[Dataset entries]
BEGIN
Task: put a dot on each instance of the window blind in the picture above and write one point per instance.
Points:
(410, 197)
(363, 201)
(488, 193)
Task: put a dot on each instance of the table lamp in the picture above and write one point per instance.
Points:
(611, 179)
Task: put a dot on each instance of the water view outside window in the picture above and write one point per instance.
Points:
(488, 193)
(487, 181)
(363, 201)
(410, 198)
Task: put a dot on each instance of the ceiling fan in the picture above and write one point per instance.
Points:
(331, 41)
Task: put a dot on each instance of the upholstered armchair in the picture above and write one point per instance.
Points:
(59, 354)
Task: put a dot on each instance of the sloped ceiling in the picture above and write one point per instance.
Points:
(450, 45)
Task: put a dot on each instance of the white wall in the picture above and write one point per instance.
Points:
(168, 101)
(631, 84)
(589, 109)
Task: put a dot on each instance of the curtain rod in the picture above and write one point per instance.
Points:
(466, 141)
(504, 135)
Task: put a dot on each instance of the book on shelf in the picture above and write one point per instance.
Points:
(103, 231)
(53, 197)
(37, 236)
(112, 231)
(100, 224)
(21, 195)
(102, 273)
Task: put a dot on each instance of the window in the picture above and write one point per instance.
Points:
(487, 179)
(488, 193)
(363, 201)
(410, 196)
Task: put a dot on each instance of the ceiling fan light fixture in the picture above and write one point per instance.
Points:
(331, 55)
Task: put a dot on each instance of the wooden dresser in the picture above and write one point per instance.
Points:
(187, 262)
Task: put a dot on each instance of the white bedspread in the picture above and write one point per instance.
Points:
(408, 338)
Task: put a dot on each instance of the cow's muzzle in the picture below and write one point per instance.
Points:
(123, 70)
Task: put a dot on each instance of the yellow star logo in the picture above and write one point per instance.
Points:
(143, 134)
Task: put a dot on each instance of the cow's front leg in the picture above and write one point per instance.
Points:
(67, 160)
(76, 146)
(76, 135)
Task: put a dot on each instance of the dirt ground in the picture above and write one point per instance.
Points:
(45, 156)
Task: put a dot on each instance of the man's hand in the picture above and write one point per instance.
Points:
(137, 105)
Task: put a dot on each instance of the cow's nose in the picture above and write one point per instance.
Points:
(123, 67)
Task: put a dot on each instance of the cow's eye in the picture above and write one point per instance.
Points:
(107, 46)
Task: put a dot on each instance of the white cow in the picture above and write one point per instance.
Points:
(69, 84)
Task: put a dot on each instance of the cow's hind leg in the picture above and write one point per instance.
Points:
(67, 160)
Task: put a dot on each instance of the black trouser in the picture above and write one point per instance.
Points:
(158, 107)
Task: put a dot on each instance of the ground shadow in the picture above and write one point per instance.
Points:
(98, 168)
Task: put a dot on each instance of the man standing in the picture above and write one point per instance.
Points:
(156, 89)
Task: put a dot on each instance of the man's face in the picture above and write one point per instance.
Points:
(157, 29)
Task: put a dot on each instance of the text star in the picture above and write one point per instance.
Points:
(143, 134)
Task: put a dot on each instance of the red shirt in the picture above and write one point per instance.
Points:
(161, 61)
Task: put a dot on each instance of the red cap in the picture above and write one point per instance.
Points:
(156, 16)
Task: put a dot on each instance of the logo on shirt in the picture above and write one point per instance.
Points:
END
• Task brief: Each line in the entries above that includes the string "star" should be extracted.

• Written solution:
Task: put a dot on each instance of the yellow star logo in the picture above and write one point per instance.
Task: put a dot on each instance of the text star in the picture above and write one point per instance.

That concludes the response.